### Given problem:
Copy the lines below verbatim, but only from the line containing "form [115, 244]." through the end of the data.

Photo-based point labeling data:

---

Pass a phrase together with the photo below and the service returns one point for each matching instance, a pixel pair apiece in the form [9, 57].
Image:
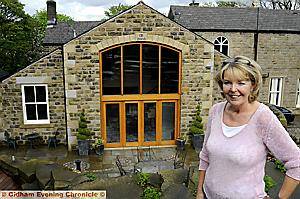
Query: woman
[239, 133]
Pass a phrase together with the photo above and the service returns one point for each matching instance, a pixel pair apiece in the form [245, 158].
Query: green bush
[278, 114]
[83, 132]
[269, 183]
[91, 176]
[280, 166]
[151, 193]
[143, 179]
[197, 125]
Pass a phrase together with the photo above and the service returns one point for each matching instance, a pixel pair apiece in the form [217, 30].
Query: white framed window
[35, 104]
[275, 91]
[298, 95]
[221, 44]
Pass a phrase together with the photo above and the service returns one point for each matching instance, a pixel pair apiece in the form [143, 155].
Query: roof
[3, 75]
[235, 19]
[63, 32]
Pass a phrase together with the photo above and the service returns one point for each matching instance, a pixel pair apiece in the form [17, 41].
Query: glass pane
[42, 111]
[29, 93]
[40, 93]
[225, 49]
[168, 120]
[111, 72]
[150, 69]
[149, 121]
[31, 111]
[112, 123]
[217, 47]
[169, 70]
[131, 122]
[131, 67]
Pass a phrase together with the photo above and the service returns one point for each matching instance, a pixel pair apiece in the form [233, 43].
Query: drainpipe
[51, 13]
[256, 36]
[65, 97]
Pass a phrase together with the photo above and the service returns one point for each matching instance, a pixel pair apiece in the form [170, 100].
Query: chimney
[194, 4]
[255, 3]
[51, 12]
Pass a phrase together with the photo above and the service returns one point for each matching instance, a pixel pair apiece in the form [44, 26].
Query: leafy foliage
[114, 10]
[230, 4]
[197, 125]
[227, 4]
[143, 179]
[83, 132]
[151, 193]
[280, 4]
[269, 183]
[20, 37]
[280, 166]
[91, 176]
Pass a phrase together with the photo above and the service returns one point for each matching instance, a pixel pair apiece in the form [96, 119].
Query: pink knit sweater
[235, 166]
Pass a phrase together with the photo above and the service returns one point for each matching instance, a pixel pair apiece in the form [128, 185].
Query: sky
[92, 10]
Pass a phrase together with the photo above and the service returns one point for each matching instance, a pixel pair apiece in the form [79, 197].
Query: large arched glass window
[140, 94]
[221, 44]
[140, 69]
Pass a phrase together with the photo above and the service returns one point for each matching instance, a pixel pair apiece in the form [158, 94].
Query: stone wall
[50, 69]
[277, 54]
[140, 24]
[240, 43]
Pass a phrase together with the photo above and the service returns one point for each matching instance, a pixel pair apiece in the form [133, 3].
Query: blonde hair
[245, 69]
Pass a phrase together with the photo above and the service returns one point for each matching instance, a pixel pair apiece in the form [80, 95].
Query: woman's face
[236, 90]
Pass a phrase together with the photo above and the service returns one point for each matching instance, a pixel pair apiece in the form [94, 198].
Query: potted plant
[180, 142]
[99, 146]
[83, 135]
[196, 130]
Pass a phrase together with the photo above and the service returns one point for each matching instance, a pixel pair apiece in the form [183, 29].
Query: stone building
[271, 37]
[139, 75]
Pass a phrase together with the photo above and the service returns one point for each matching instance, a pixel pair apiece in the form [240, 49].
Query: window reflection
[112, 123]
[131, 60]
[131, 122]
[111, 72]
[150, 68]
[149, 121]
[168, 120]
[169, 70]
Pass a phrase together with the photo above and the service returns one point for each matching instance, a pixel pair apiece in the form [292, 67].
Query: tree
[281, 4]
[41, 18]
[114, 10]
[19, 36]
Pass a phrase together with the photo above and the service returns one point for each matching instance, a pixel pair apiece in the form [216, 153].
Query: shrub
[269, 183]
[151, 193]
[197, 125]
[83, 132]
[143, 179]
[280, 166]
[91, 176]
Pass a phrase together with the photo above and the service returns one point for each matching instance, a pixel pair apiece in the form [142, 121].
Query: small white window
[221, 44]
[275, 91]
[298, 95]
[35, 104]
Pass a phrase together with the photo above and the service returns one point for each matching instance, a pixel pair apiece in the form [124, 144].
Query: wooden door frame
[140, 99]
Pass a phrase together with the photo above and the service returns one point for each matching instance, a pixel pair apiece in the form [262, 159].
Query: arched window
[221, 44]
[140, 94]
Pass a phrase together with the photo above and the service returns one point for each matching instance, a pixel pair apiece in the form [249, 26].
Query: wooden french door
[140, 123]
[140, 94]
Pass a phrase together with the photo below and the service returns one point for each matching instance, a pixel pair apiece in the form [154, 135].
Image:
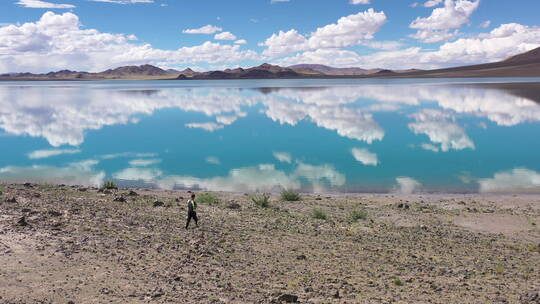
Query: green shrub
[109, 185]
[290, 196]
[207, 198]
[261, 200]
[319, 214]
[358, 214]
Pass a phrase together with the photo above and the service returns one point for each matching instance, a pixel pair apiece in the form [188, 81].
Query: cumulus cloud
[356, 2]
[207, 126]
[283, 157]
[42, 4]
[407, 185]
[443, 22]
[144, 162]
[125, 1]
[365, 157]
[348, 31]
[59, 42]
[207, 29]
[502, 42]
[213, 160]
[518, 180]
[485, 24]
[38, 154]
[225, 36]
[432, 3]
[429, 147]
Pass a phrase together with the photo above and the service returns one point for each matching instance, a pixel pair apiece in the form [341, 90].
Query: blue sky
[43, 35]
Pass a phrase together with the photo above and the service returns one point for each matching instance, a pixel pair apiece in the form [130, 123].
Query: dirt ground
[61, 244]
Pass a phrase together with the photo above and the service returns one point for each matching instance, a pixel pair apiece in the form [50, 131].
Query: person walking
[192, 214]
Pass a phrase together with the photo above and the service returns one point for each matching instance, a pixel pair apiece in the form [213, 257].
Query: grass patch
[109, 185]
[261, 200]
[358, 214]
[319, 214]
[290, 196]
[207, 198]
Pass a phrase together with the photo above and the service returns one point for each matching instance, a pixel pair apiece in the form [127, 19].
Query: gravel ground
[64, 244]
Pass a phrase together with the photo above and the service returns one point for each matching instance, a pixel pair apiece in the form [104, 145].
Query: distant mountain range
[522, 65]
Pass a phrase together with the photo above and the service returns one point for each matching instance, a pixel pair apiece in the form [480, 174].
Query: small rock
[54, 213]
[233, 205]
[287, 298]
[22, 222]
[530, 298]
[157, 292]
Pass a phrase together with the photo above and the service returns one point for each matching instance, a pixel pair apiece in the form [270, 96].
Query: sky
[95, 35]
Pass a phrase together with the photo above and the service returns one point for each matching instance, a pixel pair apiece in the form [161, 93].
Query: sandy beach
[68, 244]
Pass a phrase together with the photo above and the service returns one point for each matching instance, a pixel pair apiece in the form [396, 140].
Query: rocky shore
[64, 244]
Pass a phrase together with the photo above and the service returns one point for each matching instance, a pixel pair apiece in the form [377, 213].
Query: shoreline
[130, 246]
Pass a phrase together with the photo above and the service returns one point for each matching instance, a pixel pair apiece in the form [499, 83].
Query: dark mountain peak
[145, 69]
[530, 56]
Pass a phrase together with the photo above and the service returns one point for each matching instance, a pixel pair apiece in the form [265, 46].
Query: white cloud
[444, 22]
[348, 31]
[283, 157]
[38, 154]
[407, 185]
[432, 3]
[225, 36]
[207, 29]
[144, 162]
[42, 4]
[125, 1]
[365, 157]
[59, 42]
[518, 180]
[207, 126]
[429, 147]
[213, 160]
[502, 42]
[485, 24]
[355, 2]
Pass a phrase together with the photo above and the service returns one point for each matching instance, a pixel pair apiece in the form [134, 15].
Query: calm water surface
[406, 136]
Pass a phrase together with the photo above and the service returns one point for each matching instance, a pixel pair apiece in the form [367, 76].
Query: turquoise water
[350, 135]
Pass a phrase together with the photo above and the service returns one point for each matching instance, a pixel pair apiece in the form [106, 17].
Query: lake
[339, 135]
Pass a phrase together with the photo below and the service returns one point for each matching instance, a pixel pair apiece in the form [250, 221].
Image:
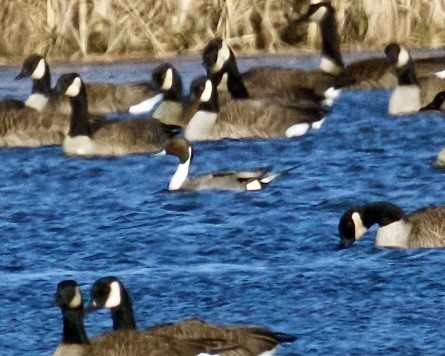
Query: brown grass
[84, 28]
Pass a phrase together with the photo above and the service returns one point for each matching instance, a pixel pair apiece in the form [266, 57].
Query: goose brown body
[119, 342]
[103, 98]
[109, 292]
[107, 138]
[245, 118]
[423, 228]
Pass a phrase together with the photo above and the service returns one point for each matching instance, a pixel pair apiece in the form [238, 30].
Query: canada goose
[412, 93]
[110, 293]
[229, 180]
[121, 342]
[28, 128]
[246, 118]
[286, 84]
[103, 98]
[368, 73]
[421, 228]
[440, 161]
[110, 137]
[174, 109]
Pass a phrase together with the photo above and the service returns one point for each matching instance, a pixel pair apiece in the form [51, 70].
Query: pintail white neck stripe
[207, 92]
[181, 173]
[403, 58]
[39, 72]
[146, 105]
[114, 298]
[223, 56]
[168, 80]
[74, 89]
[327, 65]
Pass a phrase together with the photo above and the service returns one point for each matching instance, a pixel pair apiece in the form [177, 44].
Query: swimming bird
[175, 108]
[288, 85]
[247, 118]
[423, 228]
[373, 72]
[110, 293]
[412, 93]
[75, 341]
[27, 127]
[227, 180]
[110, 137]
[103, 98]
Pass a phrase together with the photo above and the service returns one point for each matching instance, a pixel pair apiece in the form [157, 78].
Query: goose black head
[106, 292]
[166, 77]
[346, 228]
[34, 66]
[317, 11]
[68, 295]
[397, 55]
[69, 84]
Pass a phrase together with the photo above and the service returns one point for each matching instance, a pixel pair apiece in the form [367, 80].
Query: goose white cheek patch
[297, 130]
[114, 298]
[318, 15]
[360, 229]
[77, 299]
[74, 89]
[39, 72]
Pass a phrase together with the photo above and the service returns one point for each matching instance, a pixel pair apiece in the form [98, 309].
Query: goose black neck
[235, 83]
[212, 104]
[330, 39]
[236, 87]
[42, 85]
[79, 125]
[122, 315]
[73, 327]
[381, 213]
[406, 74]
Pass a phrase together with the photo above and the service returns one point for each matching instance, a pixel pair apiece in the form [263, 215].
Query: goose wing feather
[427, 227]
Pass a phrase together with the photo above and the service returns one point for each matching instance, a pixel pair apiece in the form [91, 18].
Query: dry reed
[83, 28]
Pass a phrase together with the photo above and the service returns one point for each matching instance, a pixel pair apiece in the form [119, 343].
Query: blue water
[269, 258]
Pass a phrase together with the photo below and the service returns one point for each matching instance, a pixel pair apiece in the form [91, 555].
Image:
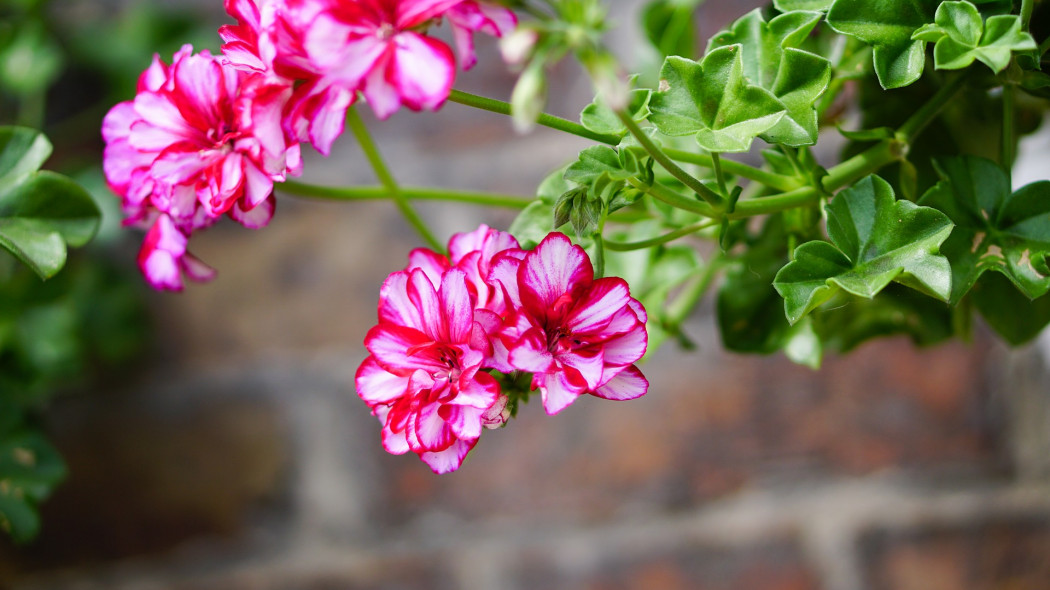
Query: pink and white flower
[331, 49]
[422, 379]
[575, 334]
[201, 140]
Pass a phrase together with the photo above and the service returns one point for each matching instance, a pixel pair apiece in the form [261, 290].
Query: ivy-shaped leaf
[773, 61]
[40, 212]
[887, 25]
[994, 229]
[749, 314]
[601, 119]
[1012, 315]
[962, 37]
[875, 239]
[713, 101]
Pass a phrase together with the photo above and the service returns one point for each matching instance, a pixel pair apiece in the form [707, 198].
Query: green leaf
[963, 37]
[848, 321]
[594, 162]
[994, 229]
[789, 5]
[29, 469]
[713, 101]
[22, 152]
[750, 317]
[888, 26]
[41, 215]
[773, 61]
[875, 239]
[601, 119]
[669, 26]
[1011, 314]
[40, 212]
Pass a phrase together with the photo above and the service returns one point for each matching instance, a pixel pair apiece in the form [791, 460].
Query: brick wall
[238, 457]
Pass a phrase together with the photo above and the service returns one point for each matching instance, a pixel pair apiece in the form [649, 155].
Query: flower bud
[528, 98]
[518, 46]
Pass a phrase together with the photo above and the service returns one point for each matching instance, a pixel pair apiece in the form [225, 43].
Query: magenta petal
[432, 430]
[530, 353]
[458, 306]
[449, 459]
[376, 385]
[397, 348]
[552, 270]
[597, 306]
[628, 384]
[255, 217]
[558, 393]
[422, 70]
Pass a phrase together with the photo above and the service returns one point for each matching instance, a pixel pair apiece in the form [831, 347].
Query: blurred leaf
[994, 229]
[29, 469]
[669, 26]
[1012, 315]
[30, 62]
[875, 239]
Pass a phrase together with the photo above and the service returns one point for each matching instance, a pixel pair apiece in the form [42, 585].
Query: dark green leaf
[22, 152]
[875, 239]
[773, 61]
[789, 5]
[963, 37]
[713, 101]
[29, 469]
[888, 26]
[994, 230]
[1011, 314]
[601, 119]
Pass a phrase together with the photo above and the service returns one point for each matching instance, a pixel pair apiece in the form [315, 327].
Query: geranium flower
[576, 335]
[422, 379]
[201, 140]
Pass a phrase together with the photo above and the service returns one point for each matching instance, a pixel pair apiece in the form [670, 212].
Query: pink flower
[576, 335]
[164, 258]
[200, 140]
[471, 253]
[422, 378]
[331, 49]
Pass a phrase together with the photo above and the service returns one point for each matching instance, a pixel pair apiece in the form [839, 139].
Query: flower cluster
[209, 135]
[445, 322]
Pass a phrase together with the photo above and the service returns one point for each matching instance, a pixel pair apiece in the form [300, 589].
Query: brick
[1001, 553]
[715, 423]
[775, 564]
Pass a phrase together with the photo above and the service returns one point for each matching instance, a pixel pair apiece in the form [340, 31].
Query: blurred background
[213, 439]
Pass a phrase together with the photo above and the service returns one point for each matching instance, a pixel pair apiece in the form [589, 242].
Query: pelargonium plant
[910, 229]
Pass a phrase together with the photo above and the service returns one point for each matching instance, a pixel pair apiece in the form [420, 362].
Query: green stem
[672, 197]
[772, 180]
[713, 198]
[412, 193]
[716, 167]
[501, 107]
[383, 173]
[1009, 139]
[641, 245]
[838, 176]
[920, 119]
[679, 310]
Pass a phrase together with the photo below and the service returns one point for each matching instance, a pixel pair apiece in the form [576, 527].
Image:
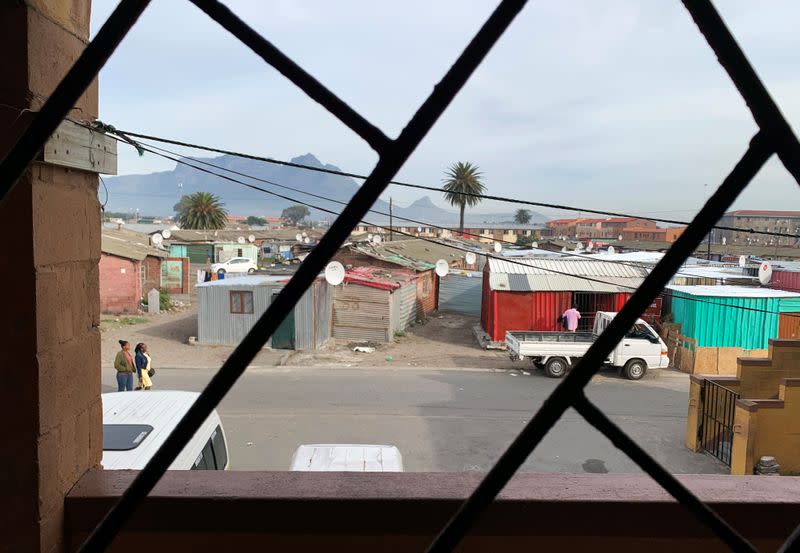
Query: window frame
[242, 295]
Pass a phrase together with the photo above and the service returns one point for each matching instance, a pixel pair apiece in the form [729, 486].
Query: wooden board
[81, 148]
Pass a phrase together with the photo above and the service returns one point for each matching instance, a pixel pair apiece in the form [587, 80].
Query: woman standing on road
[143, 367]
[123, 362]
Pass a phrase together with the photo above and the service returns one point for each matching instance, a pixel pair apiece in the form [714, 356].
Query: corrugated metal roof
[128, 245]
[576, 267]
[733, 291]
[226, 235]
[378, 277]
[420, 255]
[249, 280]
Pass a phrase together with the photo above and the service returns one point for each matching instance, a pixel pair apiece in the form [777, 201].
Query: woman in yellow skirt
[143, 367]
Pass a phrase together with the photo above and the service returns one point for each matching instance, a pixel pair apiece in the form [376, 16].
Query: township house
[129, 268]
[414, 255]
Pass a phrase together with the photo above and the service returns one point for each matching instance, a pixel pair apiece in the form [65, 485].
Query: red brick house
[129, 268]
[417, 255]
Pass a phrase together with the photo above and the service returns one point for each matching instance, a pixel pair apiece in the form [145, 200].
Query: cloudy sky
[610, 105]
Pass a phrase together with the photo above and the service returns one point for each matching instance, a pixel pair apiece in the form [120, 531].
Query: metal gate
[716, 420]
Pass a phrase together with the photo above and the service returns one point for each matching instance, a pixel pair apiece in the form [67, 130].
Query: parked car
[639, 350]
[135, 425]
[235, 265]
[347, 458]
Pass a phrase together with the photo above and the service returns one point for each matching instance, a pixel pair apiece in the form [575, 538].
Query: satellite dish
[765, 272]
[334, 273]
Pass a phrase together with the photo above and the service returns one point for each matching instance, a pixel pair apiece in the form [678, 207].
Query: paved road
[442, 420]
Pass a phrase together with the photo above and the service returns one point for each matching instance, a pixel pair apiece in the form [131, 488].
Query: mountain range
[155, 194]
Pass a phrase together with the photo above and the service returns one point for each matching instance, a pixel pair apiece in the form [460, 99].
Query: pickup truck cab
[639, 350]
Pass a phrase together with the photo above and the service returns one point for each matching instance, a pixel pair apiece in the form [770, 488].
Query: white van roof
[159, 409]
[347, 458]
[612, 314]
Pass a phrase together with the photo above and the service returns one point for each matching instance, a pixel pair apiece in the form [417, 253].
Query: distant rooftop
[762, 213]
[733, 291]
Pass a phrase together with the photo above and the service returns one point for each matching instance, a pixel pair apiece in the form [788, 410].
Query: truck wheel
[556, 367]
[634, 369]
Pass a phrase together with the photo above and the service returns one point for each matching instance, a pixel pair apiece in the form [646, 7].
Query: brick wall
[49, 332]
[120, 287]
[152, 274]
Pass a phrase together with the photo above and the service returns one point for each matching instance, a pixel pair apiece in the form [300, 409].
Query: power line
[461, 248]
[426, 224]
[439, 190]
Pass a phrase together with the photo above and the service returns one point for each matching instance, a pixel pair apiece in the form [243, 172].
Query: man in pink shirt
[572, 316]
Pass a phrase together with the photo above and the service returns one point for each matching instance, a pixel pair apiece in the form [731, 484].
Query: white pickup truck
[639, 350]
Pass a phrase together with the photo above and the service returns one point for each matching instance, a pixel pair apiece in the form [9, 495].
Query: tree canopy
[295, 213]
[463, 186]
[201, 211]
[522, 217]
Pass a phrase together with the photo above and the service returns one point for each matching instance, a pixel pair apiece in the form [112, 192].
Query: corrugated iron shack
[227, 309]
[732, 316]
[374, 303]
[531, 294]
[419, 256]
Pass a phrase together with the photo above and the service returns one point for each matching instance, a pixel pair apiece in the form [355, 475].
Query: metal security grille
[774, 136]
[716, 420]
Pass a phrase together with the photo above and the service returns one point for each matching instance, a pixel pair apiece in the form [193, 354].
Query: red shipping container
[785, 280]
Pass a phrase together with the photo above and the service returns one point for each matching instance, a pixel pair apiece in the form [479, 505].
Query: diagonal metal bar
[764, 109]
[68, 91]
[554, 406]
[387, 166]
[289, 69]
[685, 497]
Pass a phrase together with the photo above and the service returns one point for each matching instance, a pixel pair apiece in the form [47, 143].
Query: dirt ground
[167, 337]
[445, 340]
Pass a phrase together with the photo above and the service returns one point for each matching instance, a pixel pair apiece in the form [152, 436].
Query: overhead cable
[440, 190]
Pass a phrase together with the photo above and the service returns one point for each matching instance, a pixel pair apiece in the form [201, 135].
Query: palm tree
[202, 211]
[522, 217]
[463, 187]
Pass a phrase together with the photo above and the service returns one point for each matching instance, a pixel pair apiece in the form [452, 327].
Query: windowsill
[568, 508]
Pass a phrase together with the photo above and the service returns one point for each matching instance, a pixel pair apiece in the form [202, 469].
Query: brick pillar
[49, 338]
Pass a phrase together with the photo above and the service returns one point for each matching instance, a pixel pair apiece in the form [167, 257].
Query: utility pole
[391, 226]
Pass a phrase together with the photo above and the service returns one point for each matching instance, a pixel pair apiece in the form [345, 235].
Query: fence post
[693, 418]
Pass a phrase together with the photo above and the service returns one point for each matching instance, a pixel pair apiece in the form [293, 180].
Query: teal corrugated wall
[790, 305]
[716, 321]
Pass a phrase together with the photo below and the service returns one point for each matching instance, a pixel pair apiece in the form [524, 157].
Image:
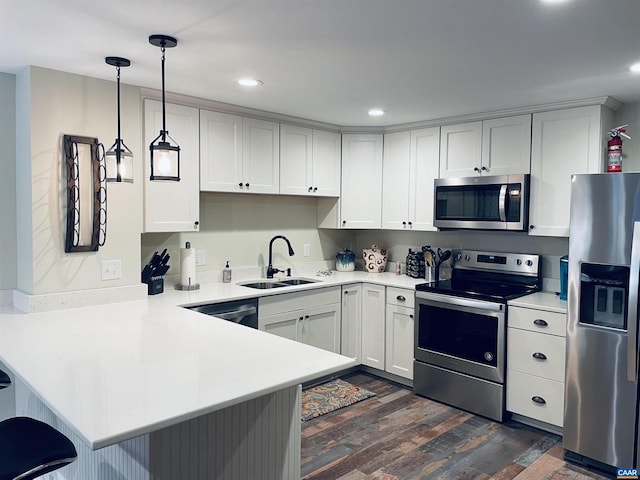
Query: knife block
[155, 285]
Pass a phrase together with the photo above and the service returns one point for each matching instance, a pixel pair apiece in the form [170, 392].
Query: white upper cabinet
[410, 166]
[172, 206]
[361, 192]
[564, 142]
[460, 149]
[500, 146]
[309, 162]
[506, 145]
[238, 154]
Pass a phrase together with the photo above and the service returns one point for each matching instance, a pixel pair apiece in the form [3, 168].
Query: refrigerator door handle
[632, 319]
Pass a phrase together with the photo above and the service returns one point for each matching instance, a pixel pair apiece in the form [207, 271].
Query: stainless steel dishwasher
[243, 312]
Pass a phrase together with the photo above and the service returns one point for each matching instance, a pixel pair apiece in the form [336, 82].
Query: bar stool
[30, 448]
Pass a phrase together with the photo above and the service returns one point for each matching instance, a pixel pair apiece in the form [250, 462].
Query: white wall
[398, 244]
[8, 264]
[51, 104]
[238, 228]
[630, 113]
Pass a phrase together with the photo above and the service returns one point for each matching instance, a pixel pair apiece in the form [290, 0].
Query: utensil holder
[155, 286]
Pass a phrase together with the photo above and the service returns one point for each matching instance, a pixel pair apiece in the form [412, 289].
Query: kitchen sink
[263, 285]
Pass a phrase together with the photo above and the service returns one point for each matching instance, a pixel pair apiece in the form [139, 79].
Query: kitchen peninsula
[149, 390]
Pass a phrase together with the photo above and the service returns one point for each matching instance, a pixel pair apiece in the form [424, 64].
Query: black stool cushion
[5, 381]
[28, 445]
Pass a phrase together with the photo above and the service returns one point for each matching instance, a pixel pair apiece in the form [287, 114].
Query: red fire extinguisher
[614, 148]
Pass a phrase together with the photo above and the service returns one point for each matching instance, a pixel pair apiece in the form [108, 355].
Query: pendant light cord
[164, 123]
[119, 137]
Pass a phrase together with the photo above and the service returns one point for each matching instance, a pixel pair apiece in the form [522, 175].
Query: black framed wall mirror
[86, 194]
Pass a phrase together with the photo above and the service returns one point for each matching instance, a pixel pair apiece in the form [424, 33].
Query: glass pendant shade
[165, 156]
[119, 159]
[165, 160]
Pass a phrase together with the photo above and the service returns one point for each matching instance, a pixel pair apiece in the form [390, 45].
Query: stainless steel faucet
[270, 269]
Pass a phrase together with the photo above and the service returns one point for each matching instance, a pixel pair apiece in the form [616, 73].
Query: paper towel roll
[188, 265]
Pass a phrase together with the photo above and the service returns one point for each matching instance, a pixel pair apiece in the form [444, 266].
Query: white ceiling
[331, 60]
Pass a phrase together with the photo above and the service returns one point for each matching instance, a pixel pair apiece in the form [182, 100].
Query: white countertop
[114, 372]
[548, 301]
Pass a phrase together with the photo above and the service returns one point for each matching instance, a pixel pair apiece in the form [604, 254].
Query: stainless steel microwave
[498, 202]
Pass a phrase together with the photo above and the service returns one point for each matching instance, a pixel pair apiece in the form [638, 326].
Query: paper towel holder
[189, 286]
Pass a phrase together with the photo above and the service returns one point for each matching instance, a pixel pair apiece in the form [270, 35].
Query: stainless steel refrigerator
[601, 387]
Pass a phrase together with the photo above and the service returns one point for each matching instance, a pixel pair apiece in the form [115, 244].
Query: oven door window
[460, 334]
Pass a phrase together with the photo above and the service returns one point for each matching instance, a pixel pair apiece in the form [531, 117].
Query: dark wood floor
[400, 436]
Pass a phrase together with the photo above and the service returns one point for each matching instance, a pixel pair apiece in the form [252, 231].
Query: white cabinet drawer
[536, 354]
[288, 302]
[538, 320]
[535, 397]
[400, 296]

---

### The response:
Pass a phrase together with the photo above and the service returns one point for each matching instance, a pixel pair apiece in the form [115, 244].
Query: oven door window
[460, 334]
Pass a phrase together with the photo above and the service returns one point for each matching instance, a pixel pair apiece in the form [531, 117].
Query: dark wood floor
[400, 436]
Pass a phrase together with the photo above and the service returns one point for each matching instance, a pixel pair apiece in the form [252, 231].
Query: white cabinet drawer
[536, 354]
[288, 302]
[538, 320]
[535, 397]
[400, 296]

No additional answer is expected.